Scrivi il seguito del testo sui cappellani dell'ospedale Sant'Anna durante l'emergenza Covid, riprendendo subito dopo l'ultima frase riportata.

§ ESTRATTO DEL DOCUMENTO
────────────────
La mamma o il nonno portato via dall’ambulanza o lasciati al Pronto Soccorso senza la possibilità di rimanere accanto a loro. Il cellulare che dopo un po’ smette di funzionare. Familiari, parenti e amici sono sopraffatti da umanissimi dubbi: Ci saranno i medici a visitare? Sarà successo qualcosa?
Il personale sanitario, travolto dall’emergenza Covid, comprensibilmente non sempre puòo fornire tempestivamente informazioni o anche solo una parola di conforto a chi è rimasto a casa e non sa cosa sta succedendo.
Al di là dell’aspetto strettamente legato alla salute, il Coronavirus ha portato con sé anche il dramma umano di non sapere più nulla, magari per ore, dei propri parenti malati.
A fare immediatamente da ponte tra le famiglie e i reparti blindati del Sant’Anna, prima che a fine marzo l’ospedale riuscisse ad organizzare una linea telefonica dedicata, si sono offerti i tre cappellani in servizio presso l’ospedale cittadino: padre Alessandro Viganò, padre Fabio Giudici e padre Chrispino Wasike.
────────────────
§ DATI FORNITI
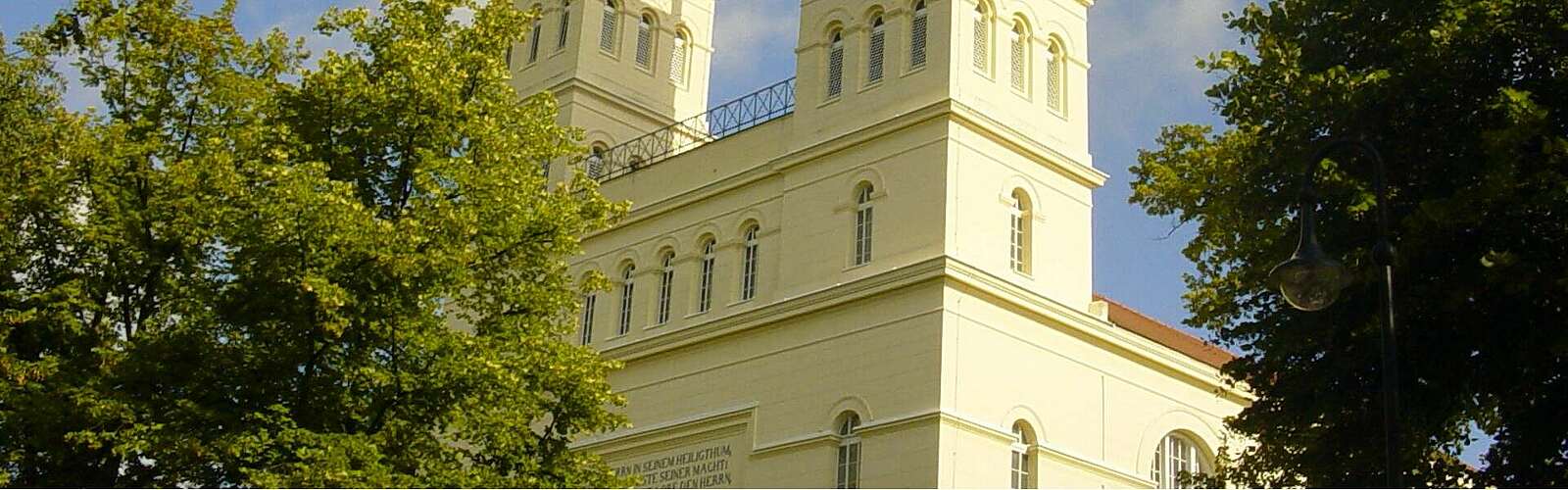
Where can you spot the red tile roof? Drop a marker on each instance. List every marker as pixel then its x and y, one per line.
pixel 1165 335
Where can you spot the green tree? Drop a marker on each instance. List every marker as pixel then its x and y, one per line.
pixel 1468 102
pixel 245 272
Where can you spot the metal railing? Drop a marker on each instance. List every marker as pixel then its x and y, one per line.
pixel 721 122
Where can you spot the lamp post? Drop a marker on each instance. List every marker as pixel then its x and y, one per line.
pixel 1311 280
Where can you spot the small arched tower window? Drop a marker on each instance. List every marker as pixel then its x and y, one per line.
pixel 1055 70
pixel 627 288
pixel 645 41
pixel 875 51
pixel 749 265
pixel 705 292
pixel 1023 456
pixel 847 429
pixel 982 31
pixel 535 35
pixel 665 284
pixel 1019 57
pixel 917 28
pixel 678 57
pixel 1021 234
pixel 1176 459
pixel 609 25
pixel 862 223
pixel 595 164
pixel 835 63
pixel 566 24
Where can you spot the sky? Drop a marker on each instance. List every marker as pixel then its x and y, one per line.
pixel 1142 77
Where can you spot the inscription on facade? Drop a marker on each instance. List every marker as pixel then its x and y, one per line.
pixel 706 466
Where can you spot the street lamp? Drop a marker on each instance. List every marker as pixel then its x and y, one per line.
pixel 1311 280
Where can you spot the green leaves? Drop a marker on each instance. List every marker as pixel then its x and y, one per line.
pixel 1465 101
pixel 243 272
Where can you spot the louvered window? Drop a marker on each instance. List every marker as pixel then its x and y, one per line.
pixel 1019 57
pixel 836 65
pixel 645 43
pixel 587 318
pixel 917 36
pixel 533 39
pixel 862 224
pixel 1055 91
pixel 566 24
pixel 626 299
pixel 678 57
pixel 982 49
pixel 874 63
pixel 608 27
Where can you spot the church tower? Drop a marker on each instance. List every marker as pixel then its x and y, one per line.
pixel 618 68
pixel 877 273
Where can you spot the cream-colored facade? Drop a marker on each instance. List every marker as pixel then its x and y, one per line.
pixel 906 249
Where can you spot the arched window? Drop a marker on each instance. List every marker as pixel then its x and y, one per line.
pixel 836 63
pixel 1023 456
pixel 1021 224
pixel 982 31
pixel 1019 57
pixel 678 57
pixel 645 41
pixel 585 322
pixel 917 35
pixel 665 283
pixel 849 474
pixel 1055 70
pixel 1175 461
pixel 749 266
pixel 705 292
pixel 626 299
pixel 566 24
pixel 874 51
pixel 862 223
pixel 609 24
pixel 595 164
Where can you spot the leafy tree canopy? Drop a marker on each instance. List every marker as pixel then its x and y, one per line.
pixel 247 272
pixel 1468 102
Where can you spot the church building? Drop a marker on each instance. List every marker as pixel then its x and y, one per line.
pixel 877 273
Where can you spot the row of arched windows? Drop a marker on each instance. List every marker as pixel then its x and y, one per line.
pixel 750 260
pixel 1176 458
pixel 609 38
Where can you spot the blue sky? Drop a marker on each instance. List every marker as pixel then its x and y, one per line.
pixel 1142 77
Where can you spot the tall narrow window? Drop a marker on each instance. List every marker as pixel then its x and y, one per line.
pixel 1019 57
pixel 705 294
pixel 645 41
pixel 1175 462
pixel 533 38
pixel 849 474
pixel 874 51
pixel 749 266
pixel 587 318
pixel 608 27
pixel 982 31
pixel 678 57
pixel 566 24
pixel 1023 461
pixel 1055 86
pixel 862 224
pixel 595 164
pixel 626 299
pixel 917 35
pixel 665 283
pixel 836 65
pixel 1019 219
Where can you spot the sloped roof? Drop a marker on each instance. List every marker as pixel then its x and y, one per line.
pixel 1165 335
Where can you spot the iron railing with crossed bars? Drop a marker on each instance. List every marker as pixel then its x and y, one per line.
pixel 721 122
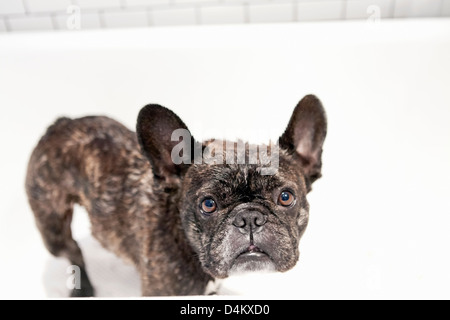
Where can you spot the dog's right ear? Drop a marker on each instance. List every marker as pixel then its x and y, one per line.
pixel 155 126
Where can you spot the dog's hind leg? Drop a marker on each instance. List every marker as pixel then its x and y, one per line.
pixel 53 210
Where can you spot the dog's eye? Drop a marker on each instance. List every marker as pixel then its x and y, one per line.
pixel 286 198
pixel 209 206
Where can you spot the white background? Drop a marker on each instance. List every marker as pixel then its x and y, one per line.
pixel 379 216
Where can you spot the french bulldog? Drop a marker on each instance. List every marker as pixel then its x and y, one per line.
pixel 160 203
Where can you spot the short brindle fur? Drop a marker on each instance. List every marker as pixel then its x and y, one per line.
pixel 146 209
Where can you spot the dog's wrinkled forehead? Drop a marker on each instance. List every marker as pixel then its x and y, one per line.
pixel 244 181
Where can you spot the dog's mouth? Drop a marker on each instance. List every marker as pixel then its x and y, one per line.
pixel 252 252
pixel 253 258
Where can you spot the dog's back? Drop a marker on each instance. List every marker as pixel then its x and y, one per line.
pixel 95 162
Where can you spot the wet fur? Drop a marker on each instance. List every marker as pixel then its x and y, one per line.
pixel 144 209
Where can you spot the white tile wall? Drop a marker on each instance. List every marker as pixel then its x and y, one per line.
pixel 47 5
pixel 87 21
pixel 51 14
pixel 417 8
pixel 171 17
pixel 446 8
pixel 222 14
pixel 11 7
pixel 320 10
pixel 146 2
pixel 125 19
pixel 97 4
pixel 272 12
pixel 2 25
pixel 195 1
pixel 31 23
pixel 363 9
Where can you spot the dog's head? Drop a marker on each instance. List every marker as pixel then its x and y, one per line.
pixel 236 216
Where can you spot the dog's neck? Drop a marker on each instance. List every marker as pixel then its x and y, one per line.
pixel 168 239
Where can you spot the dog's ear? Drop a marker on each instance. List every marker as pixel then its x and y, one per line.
pixel 305 135
pixel 155 126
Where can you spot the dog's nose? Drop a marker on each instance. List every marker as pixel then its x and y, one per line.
pixel 250 220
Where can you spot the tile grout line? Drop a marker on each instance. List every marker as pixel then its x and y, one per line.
pixel 246 8
pixel 150 21
pixel 25 6
pixel 198 15
pixel 343 10
pixel 294 11
pixel 54 22
pixel 101 18
pixel 7 24
pixel 393 9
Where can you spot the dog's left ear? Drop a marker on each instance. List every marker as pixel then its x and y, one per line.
pixel 155 126
pixel 305 135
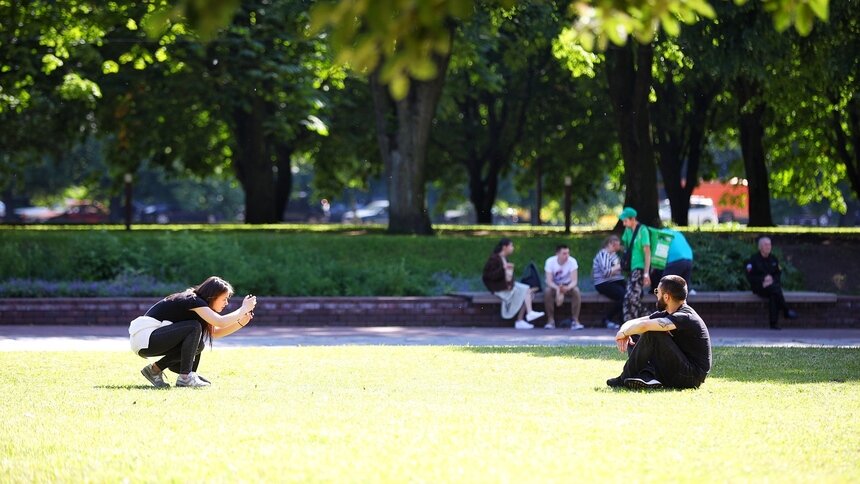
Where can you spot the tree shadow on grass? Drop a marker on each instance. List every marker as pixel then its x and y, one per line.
pixel 129 387
pixel 743 364
pixel 576 352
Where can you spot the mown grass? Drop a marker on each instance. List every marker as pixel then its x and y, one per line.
pixel 429 414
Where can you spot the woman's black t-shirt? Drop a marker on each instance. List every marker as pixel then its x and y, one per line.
pixel 177 308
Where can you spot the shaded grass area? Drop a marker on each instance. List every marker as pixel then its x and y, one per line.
pixel 366 413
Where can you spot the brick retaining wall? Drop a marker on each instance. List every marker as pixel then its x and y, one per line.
pixel 404 311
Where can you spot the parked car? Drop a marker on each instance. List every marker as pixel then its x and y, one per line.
pixel 702 211
pixel 81 212
pixel 374 212
pixel 36 214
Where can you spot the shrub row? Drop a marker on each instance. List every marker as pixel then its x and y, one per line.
pixel 101 262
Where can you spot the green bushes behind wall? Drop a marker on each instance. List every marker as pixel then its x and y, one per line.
pixel 313 264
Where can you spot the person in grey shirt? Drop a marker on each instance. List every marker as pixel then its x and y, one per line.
pixel 608 279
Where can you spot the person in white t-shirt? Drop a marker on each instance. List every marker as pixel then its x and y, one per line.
pixel 561 280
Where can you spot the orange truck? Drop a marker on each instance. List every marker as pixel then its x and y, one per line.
pixel 731 198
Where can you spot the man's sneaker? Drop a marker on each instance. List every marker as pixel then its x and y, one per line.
pixel 523 325
pixel 616 382
pixel 190 381
pixel 157 379
pixel 532 315
pixel 641 384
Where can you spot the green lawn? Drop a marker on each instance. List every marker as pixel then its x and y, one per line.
pixel 428 414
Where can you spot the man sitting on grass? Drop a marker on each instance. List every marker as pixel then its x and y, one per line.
pixel 674 349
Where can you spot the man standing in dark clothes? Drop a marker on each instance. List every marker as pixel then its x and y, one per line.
pixel 764 275
pixel 674 349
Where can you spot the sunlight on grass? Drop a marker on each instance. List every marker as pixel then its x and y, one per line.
pixel 370 413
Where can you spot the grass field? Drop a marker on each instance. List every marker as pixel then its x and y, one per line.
pixel 429 414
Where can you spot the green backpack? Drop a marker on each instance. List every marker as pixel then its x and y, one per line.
pixel 661 239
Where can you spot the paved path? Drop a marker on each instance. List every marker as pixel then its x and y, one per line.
pixel 115 338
────────────────
§ RISULTATO DELL'ESERCIZIO
Una piccola, ma importantissima, goccia di attenzione verso il prossimo riportata anche dal giornalista comasco di Libero Fabrizio Biasin in un post sul suo profilo Facebook e che padre Viganò accetta di raccontare in prima persona con una premessa che la rende ancora più preziosa: “Non abbiamo fatto grandi cose, se non metterci a disposizione”.
“La preoccupazione dei parenti, prima che venisse creata la linea telefonica dedicata, era non sapere che fine avessero fatto i loro cari portati via dall’ambulanza – racconta ancora don Viganò – il nostro compito ovviamente non era quello di dare informazioni sullo stato di salute dei pazienti, ma ci siamo messi a disposizione per cercare le persone telefonando nei diversi reparti e, grazie alla disponibilità degli infermieri, capire dove si trovavano e richiamare i parenti per tranquillizzarli”.
Un gesto semplice che, per molte persone a casa preoccupate, è stato una carezza al cuore capace di superare i muri necessariamente asettici di un ospedale in piena emergenza sanitaria grazie a una voce diventata a poco a poco familiare.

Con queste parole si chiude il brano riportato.